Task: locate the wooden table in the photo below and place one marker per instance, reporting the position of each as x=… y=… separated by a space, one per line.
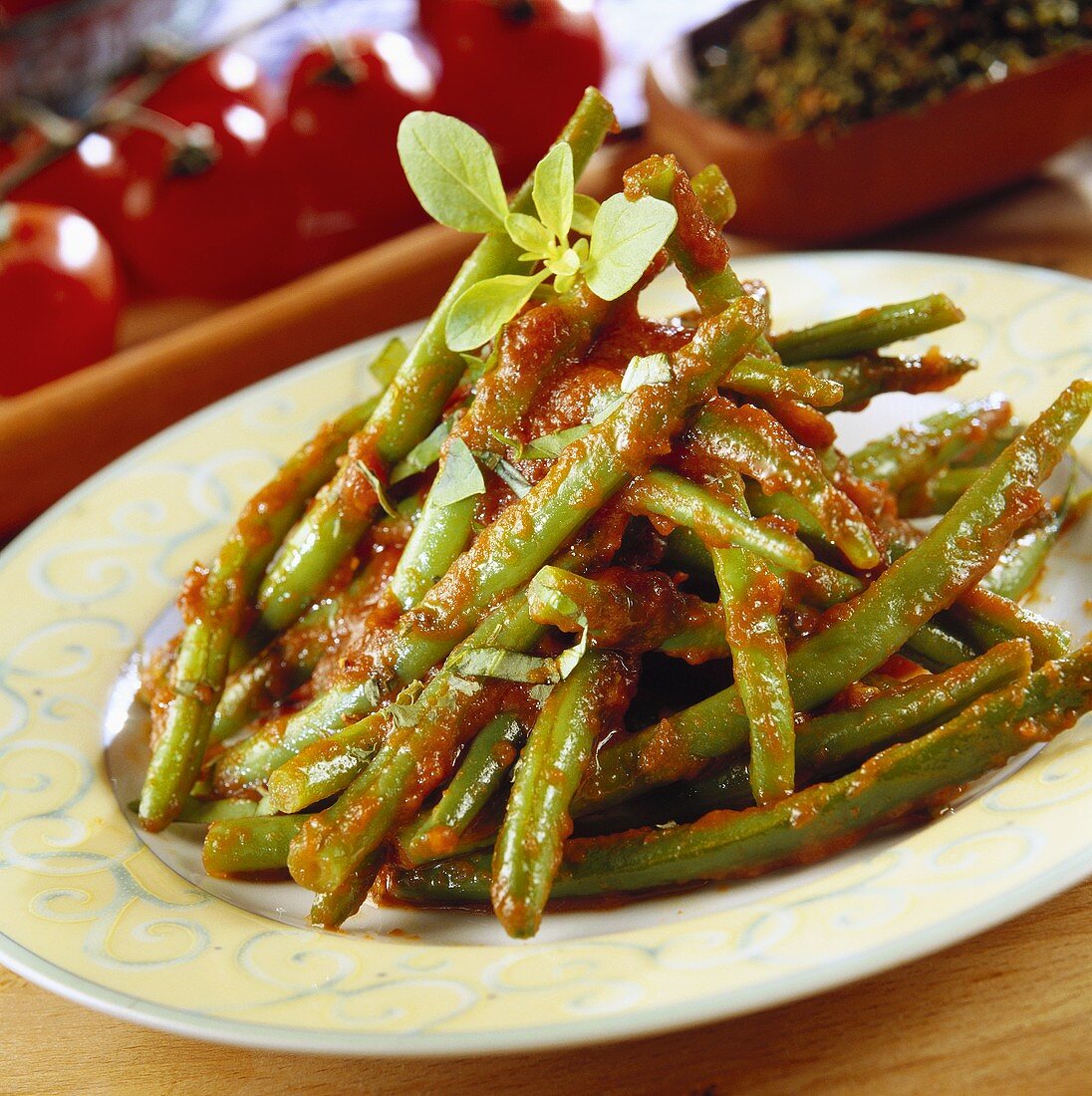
...
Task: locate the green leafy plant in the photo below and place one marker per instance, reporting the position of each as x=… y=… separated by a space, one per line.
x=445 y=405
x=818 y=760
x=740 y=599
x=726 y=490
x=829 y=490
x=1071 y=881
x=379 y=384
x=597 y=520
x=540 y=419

◆ **Task objective**
Transcribe the rows from the line containing "Task: locate the green" up to and including the line containing "x=540 y=419", reproducing each line without any change.

◆ **Correct output**
Task: locate the green leafy plant in the photo below and place one marker per instance, reporting the position of each as x=… y=… separated by a space, one per line.
x=445 y=405
x=818 y=760
x=740 y=599
x=726 y=490
x=829 y=490
x=1071 y=881
x=379 y=384
x=597 y=520
x=540 y=419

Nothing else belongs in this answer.